| What is being asked |
The lines to retype are the one with "Point to the truck wheel, one" and all that follow it to the end of the entries below; copy them exactly and nothing else.

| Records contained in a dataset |
= Beginning of Section =

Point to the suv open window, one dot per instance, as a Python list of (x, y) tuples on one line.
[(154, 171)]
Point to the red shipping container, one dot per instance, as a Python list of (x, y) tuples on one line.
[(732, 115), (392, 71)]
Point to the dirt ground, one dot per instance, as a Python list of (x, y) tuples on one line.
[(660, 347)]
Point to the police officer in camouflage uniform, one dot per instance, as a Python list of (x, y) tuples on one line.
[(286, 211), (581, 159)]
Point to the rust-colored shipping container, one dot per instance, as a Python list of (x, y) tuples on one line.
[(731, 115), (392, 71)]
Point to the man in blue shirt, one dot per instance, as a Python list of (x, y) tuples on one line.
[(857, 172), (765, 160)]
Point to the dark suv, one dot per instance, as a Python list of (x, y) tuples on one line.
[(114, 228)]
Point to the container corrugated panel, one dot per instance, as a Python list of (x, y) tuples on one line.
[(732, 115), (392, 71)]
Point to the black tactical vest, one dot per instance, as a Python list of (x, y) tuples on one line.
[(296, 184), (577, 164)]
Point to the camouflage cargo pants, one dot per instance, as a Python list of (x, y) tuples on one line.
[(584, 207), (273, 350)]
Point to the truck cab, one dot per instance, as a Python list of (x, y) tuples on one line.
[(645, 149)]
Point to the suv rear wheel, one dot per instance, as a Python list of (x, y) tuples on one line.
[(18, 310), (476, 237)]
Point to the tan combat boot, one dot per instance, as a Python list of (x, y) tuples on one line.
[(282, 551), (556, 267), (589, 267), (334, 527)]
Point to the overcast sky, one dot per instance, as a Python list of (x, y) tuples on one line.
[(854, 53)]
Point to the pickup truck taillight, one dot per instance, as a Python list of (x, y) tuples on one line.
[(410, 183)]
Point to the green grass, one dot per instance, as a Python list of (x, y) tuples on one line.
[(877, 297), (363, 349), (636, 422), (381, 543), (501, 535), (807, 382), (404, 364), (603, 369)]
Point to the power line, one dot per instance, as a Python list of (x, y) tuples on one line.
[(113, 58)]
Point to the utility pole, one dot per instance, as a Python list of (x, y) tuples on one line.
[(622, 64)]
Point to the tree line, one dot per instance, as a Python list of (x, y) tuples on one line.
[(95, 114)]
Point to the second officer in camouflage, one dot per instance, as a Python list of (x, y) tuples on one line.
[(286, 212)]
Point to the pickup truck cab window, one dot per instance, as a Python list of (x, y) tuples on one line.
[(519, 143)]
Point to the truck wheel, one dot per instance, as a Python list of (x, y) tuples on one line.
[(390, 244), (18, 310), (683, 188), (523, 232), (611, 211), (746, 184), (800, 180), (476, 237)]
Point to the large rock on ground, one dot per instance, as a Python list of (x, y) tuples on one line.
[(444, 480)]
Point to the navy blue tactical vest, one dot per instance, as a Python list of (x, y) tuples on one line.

= End of Section =

| Task result |
Point to the truck wheel, one dot per instance, as a Python list of (x, y) tuples on one line.
[(390, 244), (18, 310), (683, 188), (523, 232), (611, 211), (746, 184), (800, 180), (476, 237)]
Point to the large rock on ground, one dot per instance, as a Python list of (x, y) tuples on one line.
[(444, 480)]
Point to the navy blue tactical vest, one dot per instance, as a Python list of (x, y) tuples on one line.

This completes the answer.